- EXERCISE DESCRIPTION: The entries need to be copied exactly.

- RECORDS SUPPLIED:
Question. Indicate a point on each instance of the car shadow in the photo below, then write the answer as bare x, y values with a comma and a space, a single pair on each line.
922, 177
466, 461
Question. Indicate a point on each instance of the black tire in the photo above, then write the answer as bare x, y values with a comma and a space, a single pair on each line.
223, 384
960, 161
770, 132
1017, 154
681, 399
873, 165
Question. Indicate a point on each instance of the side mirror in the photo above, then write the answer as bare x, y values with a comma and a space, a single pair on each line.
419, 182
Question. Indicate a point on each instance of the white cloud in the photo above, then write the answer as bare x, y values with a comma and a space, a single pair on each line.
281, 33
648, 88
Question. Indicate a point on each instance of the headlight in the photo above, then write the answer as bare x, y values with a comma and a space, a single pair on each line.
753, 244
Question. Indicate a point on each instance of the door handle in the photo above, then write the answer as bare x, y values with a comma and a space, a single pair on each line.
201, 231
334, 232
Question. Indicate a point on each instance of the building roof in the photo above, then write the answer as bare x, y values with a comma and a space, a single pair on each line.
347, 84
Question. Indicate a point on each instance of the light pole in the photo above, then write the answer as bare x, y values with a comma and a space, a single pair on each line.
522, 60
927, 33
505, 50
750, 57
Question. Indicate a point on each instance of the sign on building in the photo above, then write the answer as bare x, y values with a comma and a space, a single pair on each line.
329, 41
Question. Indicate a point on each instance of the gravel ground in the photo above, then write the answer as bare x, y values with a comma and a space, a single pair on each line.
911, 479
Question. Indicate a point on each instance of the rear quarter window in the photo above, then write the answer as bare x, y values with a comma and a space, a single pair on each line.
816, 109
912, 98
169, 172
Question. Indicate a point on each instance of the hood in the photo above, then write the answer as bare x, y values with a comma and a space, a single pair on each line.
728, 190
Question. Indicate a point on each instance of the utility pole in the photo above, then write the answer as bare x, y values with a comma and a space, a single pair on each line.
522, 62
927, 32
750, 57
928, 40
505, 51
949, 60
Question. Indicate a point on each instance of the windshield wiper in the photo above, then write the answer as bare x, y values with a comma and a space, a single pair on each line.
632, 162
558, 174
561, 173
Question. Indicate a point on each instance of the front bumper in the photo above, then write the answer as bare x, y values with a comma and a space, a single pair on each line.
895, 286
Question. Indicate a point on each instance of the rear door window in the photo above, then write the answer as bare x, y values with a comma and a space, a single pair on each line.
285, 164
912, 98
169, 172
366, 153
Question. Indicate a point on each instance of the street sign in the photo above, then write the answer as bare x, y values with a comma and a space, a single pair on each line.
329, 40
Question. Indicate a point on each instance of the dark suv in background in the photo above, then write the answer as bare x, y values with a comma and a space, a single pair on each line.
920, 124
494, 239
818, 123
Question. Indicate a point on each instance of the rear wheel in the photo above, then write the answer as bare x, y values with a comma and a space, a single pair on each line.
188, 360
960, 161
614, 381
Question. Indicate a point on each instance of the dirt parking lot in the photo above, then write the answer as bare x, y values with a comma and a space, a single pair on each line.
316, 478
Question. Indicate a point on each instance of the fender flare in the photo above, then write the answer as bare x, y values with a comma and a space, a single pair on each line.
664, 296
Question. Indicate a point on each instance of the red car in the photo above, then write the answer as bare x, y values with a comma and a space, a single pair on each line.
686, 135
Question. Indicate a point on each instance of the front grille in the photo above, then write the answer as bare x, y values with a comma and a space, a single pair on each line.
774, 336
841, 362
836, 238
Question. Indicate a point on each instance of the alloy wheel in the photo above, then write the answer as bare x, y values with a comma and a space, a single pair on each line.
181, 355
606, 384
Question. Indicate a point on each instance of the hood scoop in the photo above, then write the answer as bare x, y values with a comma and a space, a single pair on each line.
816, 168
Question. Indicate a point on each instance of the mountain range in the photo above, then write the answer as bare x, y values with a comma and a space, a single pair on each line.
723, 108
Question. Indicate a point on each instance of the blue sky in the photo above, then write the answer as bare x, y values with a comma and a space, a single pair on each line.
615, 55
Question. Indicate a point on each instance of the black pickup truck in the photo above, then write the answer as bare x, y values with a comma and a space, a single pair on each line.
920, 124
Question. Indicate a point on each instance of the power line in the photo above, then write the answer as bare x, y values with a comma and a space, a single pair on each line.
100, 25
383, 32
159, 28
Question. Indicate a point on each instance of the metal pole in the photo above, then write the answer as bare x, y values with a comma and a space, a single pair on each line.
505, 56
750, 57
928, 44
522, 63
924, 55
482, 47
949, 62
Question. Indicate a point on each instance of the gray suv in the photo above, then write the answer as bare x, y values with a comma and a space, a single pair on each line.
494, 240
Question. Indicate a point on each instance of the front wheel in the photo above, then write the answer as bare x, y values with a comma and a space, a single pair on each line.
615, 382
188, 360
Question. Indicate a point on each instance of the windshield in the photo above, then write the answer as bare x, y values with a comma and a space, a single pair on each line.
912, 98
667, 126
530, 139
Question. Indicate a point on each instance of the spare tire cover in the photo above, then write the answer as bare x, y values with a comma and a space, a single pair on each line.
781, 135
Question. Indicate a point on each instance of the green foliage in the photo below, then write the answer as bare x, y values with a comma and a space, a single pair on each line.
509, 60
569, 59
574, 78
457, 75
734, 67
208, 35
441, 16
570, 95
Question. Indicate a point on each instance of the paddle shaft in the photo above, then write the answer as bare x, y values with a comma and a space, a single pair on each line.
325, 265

- SOLUTION TO THE EXERCISE:
Question. Indicate a point on each instance of the car shadow in the photo below, then write the answer as bare x, y values with a comma and a space, a single pair on each line.
922, 177
466, 461
Question. Indicate a point on each instance of the black tire in the photo above, then write the answer as bare x, y values with a comma and a space, a single pair on each line.
223, 384
960, 161
770, 132
1017, 154
681, 399
873, 165
Question. Indicate a point on each instance of the side mirror in the photo above, then write the answer as bare x, y values with a comma and a space, a single pair on each line.
419, 182
Question. Indicate a point on each instance of the white cloud in the photo above, then write the answer as bare x, y values with a comma and a space, a single pair on each line.
281, 33
648, 88
Question. Indicate a point on each instance of the headlight in the photo above, then write the answer as bare x, y values with a comma and a space, a single pair on each line.
753, 244
Question. Indicate a point on each instance of the door handle in the photo above, then write the answer as bare x, y values with a comma and a space, a single pair on each line.
201, 231
334, 232
Question. Indicate a point on each instance of the building roof in the photo above, then write the answer as bare x, y values with a comma and a space, a single pair on each line.
347, 84
Question. Indicate a point on each instance of the light pole in the photo above, then write the answer as bare x, y values with a comma and a space, a single pair on each line.
522, 60
927, 33
505, 50
750, 57
Question. Indicate a point on each instance of the sign on building in the photo above, then write the answer as bare x, y values with a comma and a space, a single pair on each line.
329, 41
Question. Indicate a point on each instance of the gravel ground in the photo above, then write the answer as bare x, y values with a comma and a space, a single pair on each line.
911, 479
Question. Indicate a point on each instance of the rear quarter window in the photo above, then write the answer as bare x, y values with a comma and a space, a single pair on each line.
816, 109
912, 98
169, 172
Question. Indicate a point on each instance of the hood in the photo above, then write the answer as bare x, y values with a comma and a space, a single pair on each line.
728, 190
Question. Indicate a point on each instance of the utility pole in the photo above, then write the answer as bare x, y values with a comma and a space, a single pair on each line.
522, 62
927, 32
750, 57
928, 40
505, 51
949, 60
Question. Indicate a point on each instance of the windshield wiper in the photo above, then write the answer as bare x, y values with a comma and a space, a single pair on each line.
632, 162
558, 174
561, 173
Question. Indicate a point on each instance of the front bumper in the photo above, then write the answer as bare x, y values with a comma and a space, a single pair on each line.
895, 286
Question. Indicate a point on each instance of the rear door window in the photo above, then write the answer as bare x, y values with a comma and a space, a single pair on each line.
285, 164
912, 98
169, 172
366, 153
Question. Indicate a point on each instance of the street sign in the photo above, then write the answer as bare x, y values with a comma and a space, a single pair on each line.
329, 40
Question. Indicate a point on each instance of the dark suv in background in the photo above, then write the answer as bare x, y values with a comma and a space, a single pair on each line.
920, 124
494, 239
818, 123
Question. Indicate a point on each instance of the rear wheel in the photo above, then write the answer as bare x, y values with a comma and a space, a single pair on each line.
188, 360
960, 161
614, 381
Question. Indicate a point on each instance of the dirt parking lot in the photo above, then write the answer as bare x, y values with a comma and a space, a single pair on each line.
316, 478
Question. Indicate a point on each instance of the fender flare in the photo above, then write the answer as bare x, y values with a comma and a space, a single pair on each line.
664, 296
Question. Indicate a point on each instance of the red car in the photo above, then write the answer as bare x, y values with a comma and a space, a single pair on each line.
686, 135
Question. Indicate a point on each instance of the front grille in the photo above, then write the answer as bare x, y values with a comma and a space, a single pair on each line.
774, 336
841, 362
836, 238
Question. Indicate a point on each instance of the alloy wheel in the photo above, then write the answer as bare x, y values with a comma and a space, a single pair on each line.
181, 355
606, 384
Question. Indicate a point on each instance of the hood scoop in the photo above, then write the answer as bare x, y values with a comma and a space, a single pair on each line.
816, 168
Question. Indicate a point on each instance of the mountain range in the photo above, then write the answer as bare x, y values with a comma and a space, a single pair on each line.
723, 108
Question. Indicate a point on each instance of the blue sky in the photo above, then write the answer as bare x, y values with a comma and a space, a single pair on each line.
615, 55
Question. Indicate a point on each instance of the black pickup truck in the photo above, then write the answer as bare x, y values with a comma and a space, a single pair on each line.
920, 124
Question. Indicate a point on each instance of the power line in the photo above, then write the answer as bare x, y values with a comma and a space, a single pair on each line.
100, 25
383, 32
159, 28
Question. Indicate a point on each instance of the metal pole in the photo above, then write the answer as bare x, y values with a comma and a space, a single pair on each line.
505, 56
750, 57
928, 44
522, 63
924, 55
482, 47
949, 62
Question. Indicate a point on each instance of the gray suv in the photo above, then write the answer as bare x, y values with a comma and a space, a single pair on each line.
494, 240
Question. Indicate a point on each instance of the front wheel in the photo above, then write the answer as bare x, y values with a comma and a space, a single pair on each line.
615, 382
188, 360
Question. Indicate a point on each instance of the windshield in the photo above, then write the answer as bare x, y values with a comma and a space, a single pair on each line.
912, 98
667, 126
530, 139
Question. Indicate a point on each instance of the spare tire cover in the photo above, then write the answer as bare x, y values with a comma and a space, a single pair on each line.
781, 135
Question. Indicate a point on each instance of the green foliage in the photo below, then write the answer as bare x, y values with a comma and a space, a single pair on each line.
509, 60
569, 59
574, 78
457, 75
734, 67
208, 35
441, 16
570, 95
Question. Indicate a point on each instance of the paddle shaft in the photo above, then write the answer as bare x, y values with a comma and a space, a single pair on each line.
325, 265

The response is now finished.